** Begin Text segment **

I’m sorry Mr. Simmons. I really enjoy babysitting little Timmy, but I’m only 14. I need real money, not bitcoin.
Cats love it when you give them a mohawk
Welcome to your 40s: here’s your ice pack.
You know that you’re officially lost when you turn down the car radio and take off your sunglasses.
Be warned, person who set of a whole bunch of fireworks at 4 am–you’ve made a minimally powerful enemy.
I had fruit and yogurt for breakfast.
And 6 donuts for second-breakfast.
ACED my prostate exam!
if Yoda asks for chocolate milk, do you get him a drink or a candy bar???
I’m dressing for the weather I desperately want, not the weather I currently have.
You: *extending your hand palm up* Give me some skin!
Me: *shakes throw pillow over your hand*
My son told me I’m not fat I’m just almost fat and that honestly made me feel really good
Nav: ‘Take the next left turn.’
Me: ‘That’s not right.’
Nav: ‘No shit.’
Rachel Ray now makes cat food with real beef just like the cows my cat would eat in the wild.

** End Text segment **
** Begin Given entries **

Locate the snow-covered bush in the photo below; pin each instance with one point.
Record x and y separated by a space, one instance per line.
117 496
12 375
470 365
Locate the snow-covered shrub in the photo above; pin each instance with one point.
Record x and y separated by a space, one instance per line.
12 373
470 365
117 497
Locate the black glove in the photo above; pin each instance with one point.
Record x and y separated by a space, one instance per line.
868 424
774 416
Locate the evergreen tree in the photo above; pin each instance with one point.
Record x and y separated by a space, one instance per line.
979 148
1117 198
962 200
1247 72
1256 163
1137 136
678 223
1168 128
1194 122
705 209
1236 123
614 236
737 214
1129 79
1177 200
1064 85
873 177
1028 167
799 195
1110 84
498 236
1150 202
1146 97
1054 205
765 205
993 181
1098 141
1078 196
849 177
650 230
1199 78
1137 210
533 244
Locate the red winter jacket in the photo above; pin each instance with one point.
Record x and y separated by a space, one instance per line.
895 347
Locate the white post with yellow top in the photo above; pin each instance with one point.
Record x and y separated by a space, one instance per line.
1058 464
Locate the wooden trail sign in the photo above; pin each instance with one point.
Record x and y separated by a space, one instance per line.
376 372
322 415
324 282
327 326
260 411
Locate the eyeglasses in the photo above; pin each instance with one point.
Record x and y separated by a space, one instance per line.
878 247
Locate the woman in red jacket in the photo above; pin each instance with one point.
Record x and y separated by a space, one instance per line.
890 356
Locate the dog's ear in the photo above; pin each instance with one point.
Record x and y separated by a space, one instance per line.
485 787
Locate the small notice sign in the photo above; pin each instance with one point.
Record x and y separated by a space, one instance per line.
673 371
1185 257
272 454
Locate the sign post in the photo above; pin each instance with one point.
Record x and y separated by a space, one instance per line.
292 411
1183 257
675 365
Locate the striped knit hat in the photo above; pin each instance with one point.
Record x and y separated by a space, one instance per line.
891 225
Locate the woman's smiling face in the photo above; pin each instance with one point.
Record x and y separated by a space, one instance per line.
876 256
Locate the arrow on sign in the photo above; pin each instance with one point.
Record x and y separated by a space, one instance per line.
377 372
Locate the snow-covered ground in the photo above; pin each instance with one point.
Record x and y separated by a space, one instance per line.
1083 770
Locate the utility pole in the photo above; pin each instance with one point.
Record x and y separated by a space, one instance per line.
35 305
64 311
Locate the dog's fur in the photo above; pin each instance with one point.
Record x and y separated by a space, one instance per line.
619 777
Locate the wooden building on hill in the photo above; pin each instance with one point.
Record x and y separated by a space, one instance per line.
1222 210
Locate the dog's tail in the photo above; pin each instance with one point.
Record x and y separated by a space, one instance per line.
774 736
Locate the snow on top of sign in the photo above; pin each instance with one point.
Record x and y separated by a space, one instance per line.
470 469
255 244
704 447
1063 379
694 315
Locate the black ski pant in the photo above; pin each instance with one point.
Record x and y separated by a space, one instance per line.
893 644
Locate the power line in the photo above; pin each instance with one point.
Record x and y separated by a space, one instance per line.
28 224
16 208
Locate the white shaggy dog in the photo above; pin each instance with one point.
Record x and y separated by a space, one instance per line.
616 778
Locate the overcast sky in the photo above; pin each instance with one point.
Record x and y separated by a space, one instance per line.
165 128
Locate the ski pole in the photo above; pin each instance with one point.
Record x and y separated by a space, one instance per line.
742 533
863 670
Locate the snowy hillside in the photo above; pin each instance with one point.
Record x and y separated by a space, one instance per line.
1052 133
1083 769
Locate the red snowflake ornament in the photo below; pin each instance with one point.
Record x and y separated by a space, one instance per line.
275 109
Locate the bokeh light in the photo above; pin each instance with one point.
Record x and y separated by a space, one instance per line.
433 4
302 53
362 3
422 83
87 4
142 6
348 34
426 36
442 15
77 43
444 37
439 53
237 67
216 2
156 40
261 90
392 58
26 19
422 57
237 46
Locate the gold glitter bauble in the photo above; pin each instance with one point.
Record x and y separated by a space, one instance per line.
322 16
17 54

** End Given entries **

■ **Parts of the exercise**
A – In the collection of jokes, what does the speaker say they ate for second-breakfast?
B – Write the next few lines of the collection of jokes, picking up after its last line.
The stored entries are separate material and not part of the collection of jokes.

■ **Task-by-task outputs**
A – Six donuts.

B –
If you don’t know the right way to bend your knees and lower yourself for exercise purposes then you don’t know squat.
*stares lovingly at photo of wife and child*
*bravely runs into a burning house*
“It’s empty!” some yell
“That was a stock photo” others say
Is a pamphlet just a smaller pamph? What the heck is a pamph? People make no sense.
*Takes leash off feral dad*
Me: Go on, boy. Get outta here.
*Feral dad barbecues on my new shoes*
BAD DAD! BAD!
House arrest? Some people are so freaking lucky!
You want me to go to the bathroom? The same thing that killed Elvis?
The 9 circles of hell:
9) limbo
8) lust
7) gluttony
6) greed
5) anger
4) heresy
3) violence
2) fraud
1) shopping on Black Friday
Probably even more relevant for the next couple of days.
“Just make sure he knows these are for Christmas AND his birthday”
Happy Birthday if it’s yours today.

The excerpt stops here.